WHAT TO WORK ON: Write out each record below exactly, but not the pictures.
[Opening RECORDED INFORMATION section]
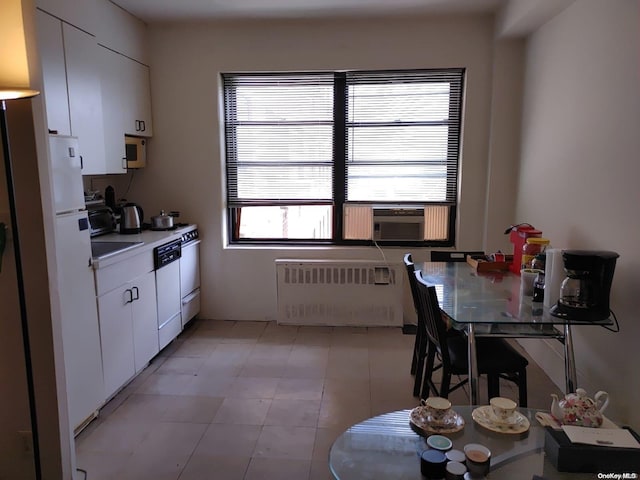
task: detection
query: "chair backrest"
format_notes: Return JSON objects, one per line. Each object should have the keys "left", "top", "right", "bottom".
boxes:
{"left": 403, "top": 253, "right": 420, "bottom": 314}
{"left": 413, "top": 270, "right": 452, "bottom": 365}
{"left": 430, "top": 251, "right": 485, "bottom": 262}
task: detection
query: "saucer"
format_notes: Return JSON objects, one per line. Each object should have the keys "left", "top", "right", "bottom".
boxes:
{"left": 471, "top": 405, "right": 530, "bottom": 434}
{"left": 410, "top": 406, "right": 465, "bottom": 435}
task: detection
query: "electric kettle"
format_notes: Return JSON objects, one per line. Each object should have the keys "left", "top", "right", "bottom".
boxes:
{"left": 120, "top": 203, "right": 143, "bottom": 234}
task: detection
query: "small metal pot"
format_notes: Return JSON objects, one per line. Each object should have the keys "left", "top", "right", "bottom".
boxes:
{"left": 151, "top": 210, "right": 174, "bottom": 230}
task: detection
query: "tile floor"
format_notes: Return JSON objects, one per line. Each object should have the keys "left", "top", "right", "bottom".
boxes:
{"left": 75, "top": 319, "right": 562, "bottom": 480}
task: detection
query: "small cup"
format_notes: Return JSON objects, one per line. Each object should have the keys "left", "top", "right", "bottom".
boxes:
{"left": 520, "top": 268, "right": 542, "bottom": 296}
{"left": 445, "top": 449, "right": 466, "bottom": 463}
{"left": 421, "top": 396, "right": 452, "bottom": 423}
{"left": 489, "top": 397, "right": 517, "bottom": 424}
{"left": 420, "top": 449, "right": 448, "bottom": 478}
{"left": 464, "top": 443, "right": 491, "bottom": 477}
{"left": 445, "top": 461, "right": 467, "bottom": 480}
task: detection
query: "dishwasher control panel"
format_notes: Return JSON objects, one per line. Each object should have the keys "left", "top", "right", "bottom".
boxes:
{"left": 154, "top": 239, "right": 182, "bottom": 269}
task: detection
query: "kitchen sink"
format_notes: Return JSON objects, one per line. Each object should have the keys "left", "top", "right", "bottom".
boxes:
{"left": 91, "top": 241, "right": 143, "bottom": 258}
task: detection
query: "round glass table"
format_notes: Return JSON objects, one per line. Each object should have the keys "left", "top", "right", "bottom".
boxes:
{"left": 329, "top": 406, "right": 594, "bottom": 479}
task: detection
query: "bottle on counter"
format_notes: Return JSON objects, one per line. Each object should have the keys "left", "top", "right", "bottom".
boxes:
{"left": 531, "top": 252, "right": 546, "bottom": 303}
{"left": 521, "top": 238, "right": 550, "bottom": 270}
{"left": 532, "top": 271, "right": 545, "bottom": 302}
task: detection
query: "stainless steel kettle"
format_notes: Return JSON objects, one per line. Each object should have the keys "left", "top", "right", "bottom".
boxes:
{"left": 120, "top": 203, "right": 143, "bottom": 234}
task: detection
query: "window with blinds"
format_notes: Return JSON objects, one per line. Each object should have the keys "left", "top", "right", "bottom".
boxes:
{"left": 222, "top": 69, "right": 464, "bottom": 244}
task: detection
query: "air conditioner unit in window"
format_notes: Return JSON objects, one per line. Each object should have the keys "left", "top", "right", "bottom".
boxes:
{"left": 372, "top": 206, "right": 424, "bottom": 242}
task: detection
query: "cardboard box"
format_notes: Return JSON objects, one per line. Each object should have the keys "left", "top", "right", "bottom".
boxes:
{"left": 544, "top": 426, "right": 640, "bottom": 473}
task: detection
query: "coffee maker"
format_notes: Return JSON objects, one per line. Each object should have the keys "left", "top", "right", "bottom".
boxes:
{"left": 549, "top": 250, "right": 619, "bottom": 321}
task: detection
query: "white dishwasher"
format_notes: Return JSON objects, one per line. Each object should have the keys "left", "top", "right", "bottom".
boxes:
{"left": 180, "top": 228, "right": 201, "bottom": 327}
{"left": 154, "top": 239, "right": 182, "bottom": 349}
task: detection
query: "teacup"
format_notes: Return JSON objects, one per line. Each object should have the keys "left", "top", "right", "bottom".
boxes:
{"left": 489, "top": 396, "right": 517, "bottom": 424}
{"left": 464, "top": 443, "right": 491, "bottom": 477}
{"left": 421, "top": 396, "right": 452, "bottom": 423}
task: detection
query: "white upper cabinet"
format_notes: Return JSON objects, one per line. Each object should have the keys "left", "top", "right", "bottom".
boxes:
[Closing RECORDED INFORMATION section]
SOLUTION:
task: detection
query: "chair backrest"
format_notes: Return JSON objects, one per line. Each object should have the keys "left", "top", "right", "bottom".
boxes:
{"left": 403, "top": 253, "right": 420, "bottom": 314}
{"left": 413, "top": 270, "right": 452, "bottom": 365}
{"left": 430, "top": 251, "right": 485, "bottom": 262}
task: detection
query: "saucer"
format_notes: Return JSON objects, one per line. Each object should have the keys "left", "top", "right", "bottom".
boxes:
{"left": 471, "top": 405, "right": 530, "bottom": 434}
{"left": 410, "top": 406, "right": 465, "bottom": 435}
task: detection
query: "electric kettle"
format_notes: Return JSON objects, one per line. Each object should have the keys "left", "top", "right", "bottom".
boxes:
{"left": 120, "top": 203, "right": 143, "bottom": 234}
task: detection
query: "small metal pot"
format_notes: Return JSON objects, one per line. Each object should have the keys "left", "top", "right", "bottom".
boxes:
{"left": 151, "top": 210, "right": 174, "bottom": 230}
task: detection
query: "tile floor"
format_notes: Return JSON objects, one per line. Each object should have the keys "left", "top", "right", "bottom".
boxes:
{"left": 75, "top": 319, "right": 562, "bottom": 480}
task: detection
query: "small cup"
format_notes: Return JSON objects, one per line. Each object should have the keys "left", "top", "right", "bottom".
boxes:
{"left": 520, "top": 268, "right": 542, "bottom": 296}
{"left": 445, "top": 449, "right": 466, "bottom": 463}
{"left": 421, "top": 396, "right": 452, "bottom": 423}
{"left": 489, "top": 397, "right": 517, "bottom": 424}
{"left": 420, "top": 449, "right": 448, "bottom": 478}
{"left": 464, "top": 443, "right": 491, "bottom": 477}
{"left": 445, "top": 461, "right": 467, "bottom": 480}
task: detection
query: "dishwasher control panel"
format_notes: Return JSON objects, one per line. Each object should have the keys "left", "top", "right", "bottom".
boxes:
{"left": 154, "top": 239, "right": 182, "bottom": 269}
task: detection
query: "kitchen sink"
format_notes: Return JSON objects, one per line. Each object should have the keys "left", "top", "right", "bottom".
boxes:
{"left": 91, "top": 241, "right": 143, "bottom": 258}
task: detection
query: "round glass table"
format_notes: Return JSON objects, one per line. Each object should have the keys "left", "top", "right", "bottom".
boxes:
{"left": 329, "top": 406, "right": 594, "bottom": 479}
task: detection
query: "bottle on counter"
format_notes: Return JSON objects, one per line. Each object should have the keys "left", "top", "right", "bottom".
boxes:
{"left": 531, "top": 252, "right": 546, "bottom": 303}
{"left": 521, "top": 238, "right": 550, "bottom": 270}
{"left": 532, "top": 271, "right": 545, "bottom": 302}
task: detection
query: "stainless steel kettle"
format_notes: Return JSON objects, one per line. Each object should have the keys "left", "top", "right", "bottom".
boxes:
{"left": 120, "top": 203, "right": 143, "bottom": 234}
task: detection
query: "window with blinds"
format_notes: Return JSON objects, one per line. Each object should have the keys "left", "top", "right", "bottom".
boxes:
{"left": 222, "top": 69, "right": 464, "bottom": 244}
task: detection
query: "air conditioner unit in window"
format_notes: Return JSON objects, one per line. Each object should have the keys "left", "top", "right", "bottom".
boxes:
{"left": 372, "top": 206, "right": 424, "bottom": 242}
task: detection
query: "cardboard box"
format_notes: Return JSON objects, one per line. Each object should have the keys "left", "top", "right", "bottom".
boxes:
{"left": 544, "top": 426, "right": 640, "bottom": 473}
task: detection
query: "coffee maker"
format_notes: Return JSON objects, one per line. Each object should have the keys "left", "top", "right", "bottom".
boxes:
{"left": 549, "top": 250, "right": 619, "bottom": 321}
task: detection
query: "white dishwasher"
format_notes: Return JSON objects, one per line. Each object should have the keys "left", "top", "right", "bottom".
boxes:
{"left": 180, "top": 228, "right": 201, "bottom": 327}
{"left": 154, "top": 239, "right": 182, "bottom": 349}
task: detection
query: "teacup"
format_notes: Return JSON objects, one per line. Each object should have the keys "left", "top", "right", "bottom".
boxes:
{"left": 489, "top": 396, "right": 517, "bottom": 424}
{"left": 464, "top": 443, "right": 491, "bottom": 477}
{"left": 421, "top": 396, "right": 452, "bottom": 423}
task: detection
query: "white upper cabinet"
format_notes: Return JSON objects, one per line. Each object should have the keys "left", "top", "right", "bottom".
boxes:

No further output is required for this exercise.